Excerpts from location labeling data =
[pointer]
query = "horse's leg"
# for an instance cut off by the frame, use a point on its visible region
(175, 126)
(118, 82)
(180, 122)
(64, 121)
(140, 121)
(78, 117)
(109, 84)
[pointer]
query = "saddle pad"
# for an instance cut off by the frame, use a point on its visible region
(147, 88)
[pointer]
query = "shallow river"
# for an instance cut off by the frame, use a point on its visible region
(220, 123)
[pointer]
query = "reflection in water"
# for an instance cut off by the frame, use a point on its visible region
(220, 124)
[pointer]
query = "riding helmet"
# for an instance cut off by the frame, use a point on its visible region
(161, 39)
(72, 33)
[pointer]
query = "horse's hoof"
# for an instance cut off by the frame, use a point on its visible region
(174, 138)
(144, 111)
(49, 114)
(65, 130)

---

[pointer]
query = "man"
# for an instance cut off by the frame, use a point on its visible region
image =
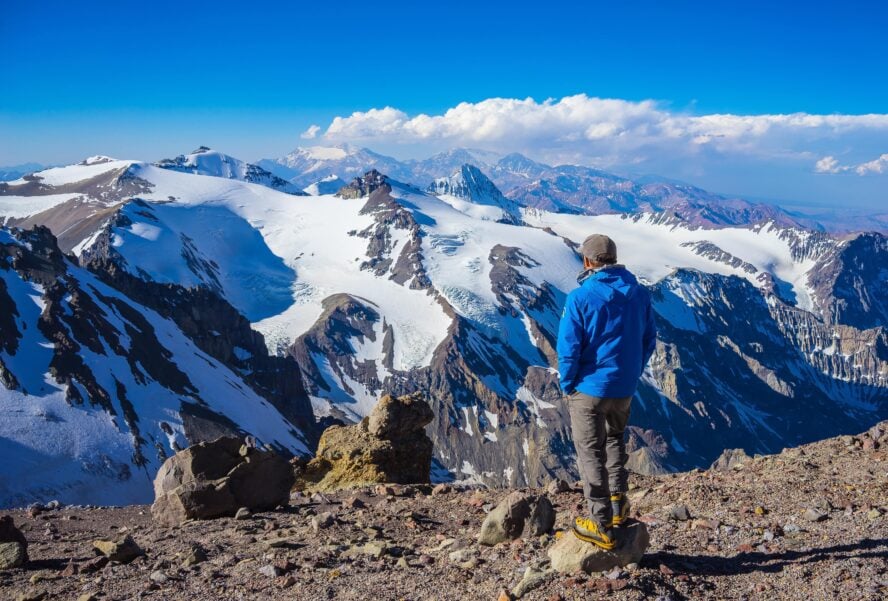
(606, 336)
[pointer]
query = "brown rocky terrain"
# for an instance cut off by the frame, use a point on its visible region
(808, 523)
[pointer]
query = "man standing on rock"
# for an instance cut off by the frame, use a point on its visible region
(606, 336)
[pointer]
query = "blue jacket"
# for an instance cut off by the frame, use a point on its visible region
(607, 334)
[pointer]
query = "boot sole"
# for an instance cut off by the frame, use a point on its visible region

Exercise aim = Find each line in the entries above that contains the string "query" and copy those lines out in full. Letter case counts.

Result of the exercise =
query = "horse's leg"
query = "saddle pad"
query = "shallow river"
query = "reflection in water"
query = "riding helmet"
query = "horse's hoof"
query = "man"
query = "brown rocky terrain"
query = "man standing on rock"
query = "blue jacket"
query = "boot sole"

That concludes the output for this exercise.